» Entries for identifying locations

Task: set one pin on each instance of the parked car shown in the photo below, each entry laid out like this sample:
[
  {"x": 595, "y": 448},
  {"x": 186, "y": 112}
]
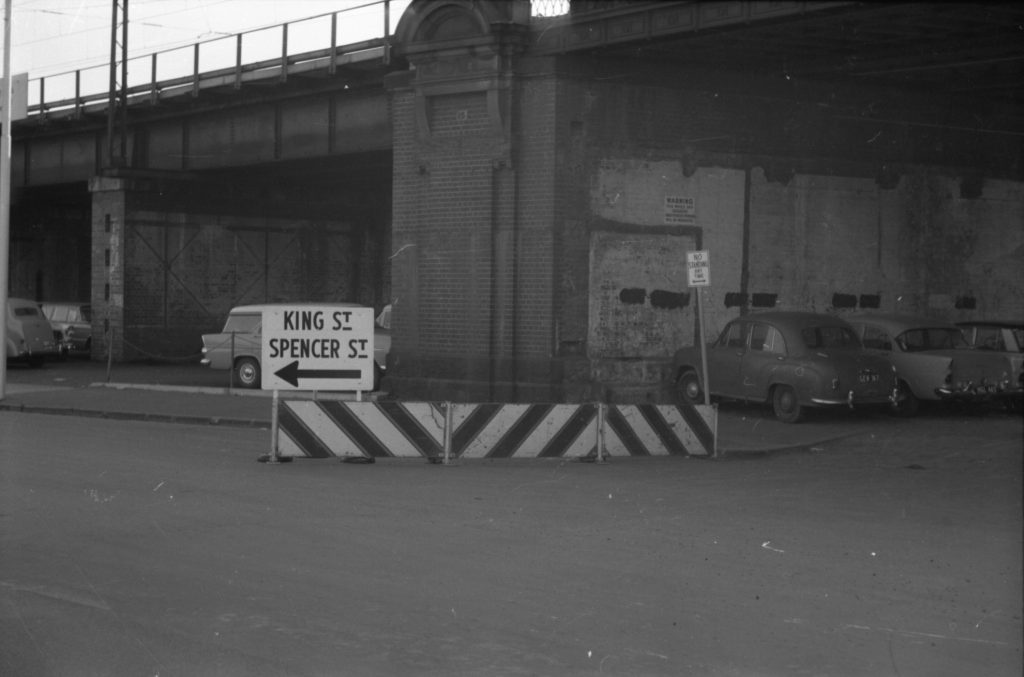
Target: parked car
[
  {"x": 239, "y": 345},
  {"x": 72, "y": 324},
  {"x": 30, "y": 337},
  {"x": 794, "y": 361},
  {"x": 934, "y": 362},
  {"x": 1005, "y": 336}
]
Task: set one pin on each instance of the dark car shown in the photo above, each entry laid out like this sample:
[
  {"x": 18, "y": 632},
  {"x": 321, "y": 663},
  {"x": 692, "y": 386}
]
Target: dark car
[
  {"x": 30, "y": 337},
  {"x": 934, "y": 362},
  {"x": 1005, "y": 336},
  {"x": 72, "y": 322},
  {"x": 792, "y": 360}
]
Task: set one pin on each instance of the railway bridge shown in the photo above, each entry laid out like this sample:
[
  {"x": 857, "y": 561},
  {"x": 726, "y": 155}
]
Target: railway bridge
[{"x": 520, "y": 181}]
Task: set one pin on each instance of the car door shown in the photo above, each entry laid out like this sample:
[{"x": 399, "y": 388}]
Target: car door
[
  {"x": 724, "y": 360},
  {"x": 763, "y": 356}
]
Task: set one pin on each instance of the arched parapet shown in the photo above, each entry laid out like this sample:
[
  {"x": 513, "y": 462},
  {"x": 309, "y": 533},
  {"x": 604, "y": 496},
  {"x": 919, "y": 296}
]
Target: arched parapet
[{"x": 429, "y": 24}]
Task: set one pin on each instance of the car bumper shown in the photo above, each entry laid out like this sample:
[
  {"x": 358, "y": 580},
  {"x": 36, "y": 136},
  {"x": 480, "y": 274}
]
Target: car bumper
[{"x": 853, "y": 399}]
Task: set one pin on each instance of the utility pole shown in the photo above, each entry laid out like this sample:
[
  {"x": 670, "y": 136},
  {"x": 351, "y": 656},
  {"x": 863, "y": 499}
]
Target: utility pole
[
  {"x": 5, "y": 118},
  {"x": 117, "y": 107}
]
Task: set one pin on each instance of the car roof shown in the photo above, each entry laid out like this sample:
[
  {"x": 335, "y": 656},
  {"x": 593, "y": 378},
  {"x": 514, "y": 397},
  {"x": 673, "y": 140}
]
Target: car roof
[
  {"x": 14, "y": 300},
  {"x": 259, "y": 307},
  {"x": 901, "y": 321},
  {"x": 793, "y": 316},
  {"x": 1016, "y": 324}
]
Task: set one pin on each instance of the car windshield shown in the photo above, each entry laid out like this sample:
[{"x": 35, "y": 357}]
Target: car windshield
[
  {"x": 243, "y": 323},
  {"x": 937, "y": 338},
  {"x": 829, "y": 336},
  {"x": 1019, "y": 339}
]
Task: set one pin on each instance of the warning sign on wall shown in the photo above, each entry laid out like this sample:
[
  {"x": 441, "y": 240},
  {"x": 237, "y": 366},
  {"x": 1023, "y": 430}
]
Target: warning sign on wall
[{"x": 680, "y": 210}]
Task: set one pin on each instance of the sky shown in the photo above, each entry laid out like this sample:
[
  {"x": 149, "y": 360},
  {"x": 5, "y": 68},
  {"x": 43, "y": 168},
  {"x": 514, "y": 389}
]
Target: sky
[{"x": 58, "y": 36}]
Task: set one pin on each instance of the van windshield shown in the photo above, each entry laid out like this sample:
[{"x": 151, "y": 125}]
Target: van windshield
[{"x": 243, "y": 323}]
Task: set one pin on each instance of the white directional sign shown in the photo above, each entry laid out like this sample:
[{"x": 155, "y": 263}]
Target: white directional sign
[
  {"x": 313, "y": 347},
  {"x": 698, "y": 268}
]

* * *

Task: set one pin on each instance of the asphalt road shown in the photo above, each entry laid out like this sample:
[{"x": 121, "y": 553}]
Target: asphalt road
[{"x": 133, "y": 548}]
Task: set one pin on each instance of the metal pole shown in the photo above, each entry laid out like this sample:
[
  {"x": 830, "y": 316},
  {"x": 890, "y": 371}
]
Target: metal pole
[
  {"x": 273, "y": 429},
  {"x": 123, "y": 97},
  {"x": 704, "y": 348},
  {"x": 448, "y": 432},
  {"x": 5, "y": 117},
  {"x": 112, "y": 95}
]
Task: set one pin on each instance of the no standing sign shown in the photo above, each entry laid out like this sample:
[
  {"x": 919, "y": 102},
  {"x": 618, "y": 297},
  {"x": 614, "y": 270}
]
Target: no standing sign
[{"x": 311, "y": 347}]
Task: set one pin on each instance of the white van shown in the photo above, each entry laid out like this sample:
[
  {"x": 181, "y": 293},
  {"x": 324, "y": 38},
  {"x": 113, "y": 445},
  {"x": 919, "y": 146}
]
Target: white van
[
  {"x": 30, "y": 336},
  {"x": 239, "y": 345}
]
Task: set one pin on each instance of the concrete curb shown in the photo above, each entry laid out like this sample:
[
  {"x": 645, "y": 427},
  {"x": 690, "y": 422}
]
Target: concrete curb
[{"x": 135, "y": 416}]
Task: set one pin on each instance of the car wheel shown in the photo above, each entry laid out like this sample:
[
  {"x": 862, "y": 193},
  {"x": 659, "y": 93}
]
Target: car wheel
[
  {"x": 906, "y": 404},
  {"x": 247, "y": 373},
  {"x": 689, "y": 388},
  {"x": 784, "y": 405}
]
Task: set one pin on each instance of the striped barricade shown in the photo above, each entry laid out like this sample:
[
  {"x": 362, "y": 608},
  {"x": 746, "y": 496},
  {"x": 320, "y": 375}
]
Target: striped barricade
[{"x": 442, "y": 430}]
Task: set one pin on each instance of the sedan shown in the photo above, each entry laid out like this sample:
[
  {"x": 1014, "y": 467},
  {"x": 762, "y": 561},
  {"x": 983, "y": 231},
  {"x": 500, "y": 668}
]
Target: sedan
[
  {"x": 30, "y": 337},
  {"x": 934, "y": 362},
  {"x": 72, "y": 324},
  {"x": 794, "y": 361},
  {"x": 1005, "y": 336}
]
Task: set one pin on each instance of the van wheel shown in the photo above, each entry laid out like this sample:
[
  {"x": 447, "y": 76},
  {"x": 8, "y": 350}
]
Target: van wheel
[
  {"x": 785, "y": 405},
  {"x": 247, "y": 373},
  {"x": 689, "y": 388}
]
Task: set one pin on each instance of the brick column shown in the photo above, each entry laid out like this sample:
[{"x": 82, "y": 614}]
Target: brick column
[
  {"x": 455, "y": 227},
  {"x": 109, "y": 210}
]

» What the task requires
Please count the lines of the entries above that contain the word "metal" and give only the number.

» Solution for this problem
2